• Short task:
Could you reproduce every one of the records below word for word, leaving the pictures out of your answer?

• Material for the task:
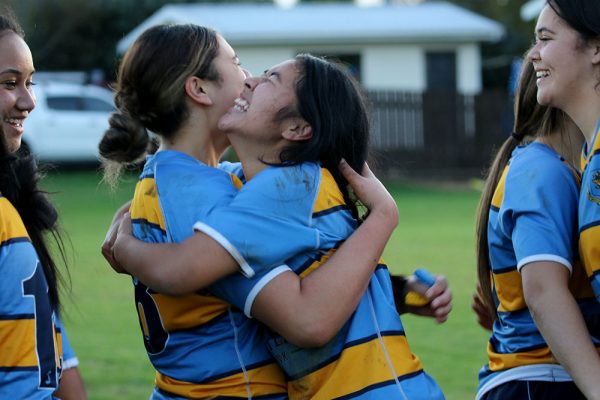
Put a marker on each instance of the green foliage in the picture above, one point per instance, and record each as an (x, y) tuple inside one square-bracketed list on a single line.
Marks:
[(435, 231)]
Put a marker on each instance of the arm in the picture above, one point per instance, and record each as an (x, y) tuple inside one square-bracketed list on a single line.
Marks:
[(555, 311), (188, 261), (71, 386), (309, 312)]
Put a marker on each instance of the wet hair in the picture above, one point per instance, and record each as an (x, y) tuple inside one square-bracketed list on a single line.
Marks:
[(150, 93), (532, 120), (331, 101), (19, 178)]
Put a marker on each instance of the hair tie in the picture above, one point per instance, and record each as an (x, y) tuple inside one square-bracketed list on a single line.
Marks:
[(516, 136)]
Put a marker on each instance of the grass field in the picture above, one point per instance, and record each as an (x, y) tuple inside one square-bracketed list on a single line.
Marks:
[(435, 231)]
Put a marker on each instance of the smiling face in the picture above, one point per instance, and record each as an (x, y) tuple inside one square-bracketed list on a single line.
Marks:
[(562, 61), (263, 105), (231, 78), (16, 94)]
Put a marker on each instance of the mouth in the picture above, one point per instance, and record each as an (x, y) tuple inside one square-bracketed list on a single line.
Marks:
[(16, 123), (241, 105), (541, 74)]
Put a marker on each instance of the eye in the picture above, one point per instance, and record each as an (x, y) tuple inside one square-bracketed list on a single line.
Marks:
[(9, 84)]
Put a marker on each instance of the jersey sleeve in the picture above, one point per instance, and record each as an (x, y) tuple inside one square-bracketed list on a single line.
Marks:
[(270, 219), (589, 222), (539, 211), (241, 291), (188, 191)]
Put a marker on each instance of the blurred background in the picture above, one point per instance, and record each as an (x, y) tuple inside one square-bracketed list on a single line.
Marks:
[(440, 74), (440, 77)]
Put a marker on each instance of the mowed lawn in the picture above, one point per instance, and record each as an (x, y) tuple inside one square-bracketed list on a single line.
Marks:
[(435, 231)]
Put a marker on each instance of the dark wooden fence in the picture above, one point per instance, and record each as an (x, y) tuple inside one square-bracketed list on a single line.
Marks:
[(437, 134)]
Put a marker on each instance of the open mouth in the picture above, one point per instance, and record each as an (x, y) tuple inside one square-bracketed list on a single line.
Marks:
[(241, 105)]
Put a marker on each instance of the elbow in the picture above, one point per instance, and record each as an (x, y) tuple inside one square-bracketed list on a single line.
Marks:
[(310, 334)]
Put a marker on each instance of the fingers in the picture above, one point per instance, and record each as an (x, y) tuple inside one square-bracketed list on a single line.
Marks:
[(441, 299)]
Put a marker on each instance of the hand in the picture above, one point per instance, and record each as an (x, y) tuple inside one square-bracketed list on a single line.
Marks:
[(370, 191), (483, 314), (111, 236), (439, 296), (123, 235)]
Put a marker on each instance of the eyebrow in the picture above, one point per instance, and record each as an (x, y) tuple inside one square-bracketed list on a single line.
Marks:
[(276, 74), (14, 71)]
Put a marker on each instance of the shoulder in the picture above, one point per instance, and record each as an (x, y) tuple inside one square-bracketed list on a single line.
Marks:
[(538, 166)]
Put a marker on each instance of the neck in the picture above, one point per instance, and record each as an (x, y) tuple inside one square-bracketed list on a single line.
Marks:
[(567, 144), (585, 112), (254, 156)]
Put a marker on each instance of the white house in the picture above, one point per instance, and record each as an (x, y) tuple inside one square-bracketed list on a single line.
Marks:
[(393, 47)]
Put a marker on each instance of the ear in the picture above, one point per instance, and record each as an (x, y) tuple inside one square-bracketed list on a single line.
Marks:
[(297, 129), (195, 90)]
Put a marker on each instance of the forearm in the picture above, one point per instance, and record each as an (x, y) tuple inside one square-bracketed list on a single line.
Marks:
[(560, 321), (311, 311)]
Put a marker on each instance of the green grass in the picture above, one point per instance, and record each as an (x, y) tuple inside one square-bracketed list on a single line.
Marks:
[(435, 231)]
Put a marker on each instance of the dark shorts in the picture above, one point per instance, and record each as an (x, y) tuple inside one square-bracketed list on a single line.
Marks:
[(534, 390)]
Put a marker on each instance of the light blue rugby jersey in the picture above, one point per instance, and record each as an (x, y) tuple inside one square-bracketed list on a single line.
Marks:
[(30, 331), (533, 217), (266, 224), (199, 345)]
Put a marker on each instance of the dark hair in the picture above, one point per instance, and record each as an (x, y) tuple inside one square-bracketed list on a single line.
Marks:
[(533, 120), (150, 92), (331, 101), (19, 178), (581, 15)]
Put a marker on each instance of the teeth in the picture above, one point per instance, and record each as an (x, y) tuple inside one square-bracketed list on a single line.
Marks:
[(241, 105), (14, 121)]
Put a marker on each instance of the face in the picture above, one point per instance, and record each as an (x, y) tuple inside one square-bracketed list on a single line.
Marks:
[(232, 77), (16, 94), (255, 111), (561, 60)]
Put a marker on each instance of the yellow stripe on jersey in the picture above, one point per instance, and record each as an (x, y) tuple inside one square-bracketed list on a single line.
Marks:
[(11, 225), (509, 289), (504, 361), (265, 380), (237, 182), (145, 204), (329, 195), (363, 365), (499, 193), (589, 251), (18, 343), (189, 311)]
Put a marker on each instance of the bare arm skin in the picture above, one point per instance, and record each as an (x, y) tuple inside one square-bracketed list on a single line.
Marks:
[(555, 311)]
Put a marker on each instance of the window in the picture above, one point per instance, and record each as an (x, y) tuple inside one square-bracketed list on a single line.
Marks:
[(441, 71)]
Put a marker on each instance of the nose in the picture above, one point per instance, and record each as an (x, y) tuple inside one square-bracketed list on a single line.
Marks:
[(251, 82), (533, 54), (26, 100)]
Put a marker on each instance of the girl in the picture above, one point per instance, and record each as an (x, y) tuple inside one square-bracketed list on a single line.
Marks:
[(529, 276), (285, 221), (33, 340)]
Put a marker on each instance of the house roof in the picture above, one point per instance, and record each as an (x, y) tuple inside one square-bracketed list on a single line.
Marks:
[(328, 23)]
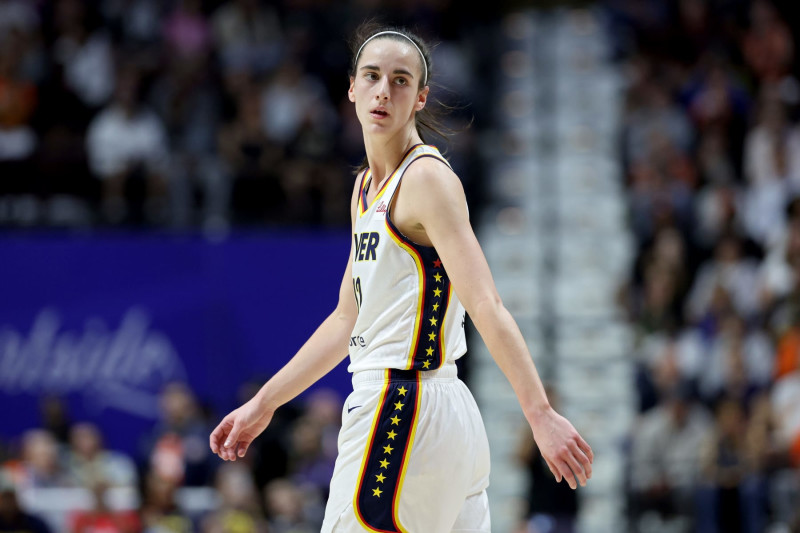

• Solution to the exercise:
Put a marker on each instance of the green foliage in the picture above, one point per instance, and record each as an (x, y) tuple inside one square-bracketed list on a single line.
Marks:
[(435, 231)]
Put a marker on each instance of the arm in the picture above, one point per instance, and record each as an (x, y) tuple inside one square-bracketed list on a single line.
Marks:
[(555, 311), (188, 261), (71, 386), (309, 312)]
Put a marker on each instance of the wet hair in the picture above, one point per instance, and record each as an (x, y) tuple inside one square-bracketed list on a single line.
Marks:
[(150, 93), (532, 120), (331, 101), (19, 178)]
Put a marker on each instance of the hair tie in the picture above, one point per instance, and record each as an (x, y) tuple inside one square-bracketed list on a single line.
Marks:
[(516, 136)]
Put a marker on each instance of the grass field in the picture above, one point per instance, and record each as an (x, y) tuple inside one square-bracketed list on a single line.
Marks:
[(435, 231)]
Put a marker on each instance of the smiling face in the picture above, one point per instance, and record each as an (x, y) tuple inside one square-bracketed list on a single line.
Marks:
[(562, 61), (263, 105), (231, 78), (16, 94)]
Put a marker on each instance of the mouth in the picture above, one point per instance, and record each as an (x, y) tuple inside one square-bracketed list on a single line.
Marks:
[(16, 123), (241, 105), (541, 74)]
Put a marker on each instance of the eye in the picture above, one point per instance, and record each as an (x, y) tuple inside one square-bracketed list on a single line.
Marks:
[(9, 84)]
Put a marker on each instance of the jersey sleeve in the picture above, one point per instance, and record each as an (x, y) tuple inside one square-bracketed list on a single line.
Marks:
[(270, 219), (589, 222), (539, 211), (241, 291), (188, 191)]
Put a marker on each instance of the blurred background in the picture above, one point per instance, and record each as an (x, y) tuple inside one square-bracketed list on a single line.
Marks:
[(440, 74), (440, 77)]
Put a marker on each instance of the mowed lawn in the picture above, one point per instance, and record each as an (x, y) tuple inside one square-bracketed list on a single line.
Marks:
[(435, 231)]
Put a marker on each instance of the dark wooden fence in the picture above, one point per instance, and record each as an (x, y) tuple inside one square-bracketed list on a single line.
Marks:
[(437, 134)]
Put a marker on each instance of the open mouth in the picture above, one point per instance, and record each as an (x, y) tuple inside one square-bracketed list on a single line.
Marks:
[(241, 105)]
Put a marker on each instance of the elbow in the picture above, one point per instance, and record each as an (x, y) tuple inside one square-bracketed list on a single line.
Marks:
[(310, 334)]
Put a marker on each instance of the fingers in the picture above, one point per instance, and record each as an (x, y) tuple inside one square-bracketed list on a single line.
Marks:
[(441, 299)]
Put a marker on each instance of the hand in the picture above, one point per instance, and record each as an (x, y) tuple inside one square-bracketed list on a single line.
Marks:
[(370, 191), (483, 314), (111, 236), (439, 296), (123, 235)]
Put a marker on each instance of the eyebrow in the picture above, one point per instance, and record each as an (x, y) tuple inside one square-bracketed list on a single line.
Marks:
[(276, 74), (14, 71)]
Put a marker on each instance of the shoulder in the picture above, one point per instance, and record each as an (x, y) tuple inside one square-bracketed list on a single line.
Marks:
[(538, 166)]
Put a marker on each instance of the neck in the picture above, one point per instance, and record each as an (x, y) tuple inside one square-bracketed list on a single line.
Marks:
[(567, 144), (585, 112), (254, 156)]
Put a marker on each instance of the white house in the picture above, one point per instance, and record each as an (x, y) tuple inside one square-bracketed list on a single line.
Marks:
[(393, 47)]
Put a marker on each instance of the ear in the picture above, one point per instance, and record each as an (x, y) tuple inside one square-bracketed list on a single line.
Marks:
[(297, 129), (195, 90)]
Put a marker on each instance of the forearm in the picture above, one point per instance, and record each as an (x, y) tuple inside one square-bracketed list on a single line.
Marks:
[(560, 321), (311, 311)]
Put a marker on each instance of the green grass in the picture above, one point per instance, and record each as an (x, y) tuple inside one square-bracketed list on a single line.
Marks:
[(435, 231)]
Put a marker on each instance of the dark shorts in the picture above, one point per instance, and record each as an (x, y) tuple inside one square-bracketed list on a single line.
Marks:
[(534, 390)]
Put a marker on each instance of the light blue rugby jersey in the picture above, one point per instance, and record each as an (x, y) tuple inside one square-bracketed list on a single line.
Marks:
[(30, 331), (533, 217), (266, 224), (199, 345)]
Put a marker on each instance of the dark hair in the picture above, one point per instance, and record each as an (x, y) tuple inside one square-bracketed list on a single line.
Marks:
[(533, 120), (150, 92), (331, 101), (19, 178), (581, 15)]
Put a marker on each instance of the teeth in the picture above, one point per instance, and record each as an (x, y) tuple inside one square-bracketed list on a single line.
Marks:
[(241, 105), (14, 121)]
Put a marker on each instance of the face in the picture above, one point per instance, and record each as an (x, y) tuple inside one square-bracketed list on a single line.
Marks:
[(232, 77), (16, 94), (255, 111), (561, 60)]
Put a marker on each instance of the yellow stripe on jersey in the picture above, one point per instance, and record each as an (x, y) tuple inside one square-bracketed list on a single line.
Marks:
[(11, 225), (509, 289), (504, 361), (265, 380), (237, 182), (145, 204), (329, 195), (363, 365), (499, 193), (589, 251), (18, 343), (189, 311)]
Put a marker on each instance of the bare arm skin in the picture above, one point per instance, and record each as an (x, y) tuple inside one square-bracketed list on a single line.
Marks:
[(555, 311)]
Put a marker on each instance of the window in the picture above, one point per instance, and record each as an (x, y) tuple inside one square-bracketed list on a single line.
Marks:
[(441, 71)]
Put a marker on each instance of the nose in the picture above, one point per instance, and record each as an (x, y) tuple inside one square-bracketed list on a single line.
Marks:
[(251, 82), (533, 54), (26, 100)]
Put a marker on each instance of the girl in the picture above, one point per instance, and record each as an (x, y) tuple inside one square-bracketed list on a single line.
Marks:
[(529, 276), (285, 221), (33, 340)]
Put a marker on each instance of the house roof in the picture above, one point per instance, and record each as an (x, y) tuple inside one square-bracketed list on a single line.
Marks:
[(328, 23)]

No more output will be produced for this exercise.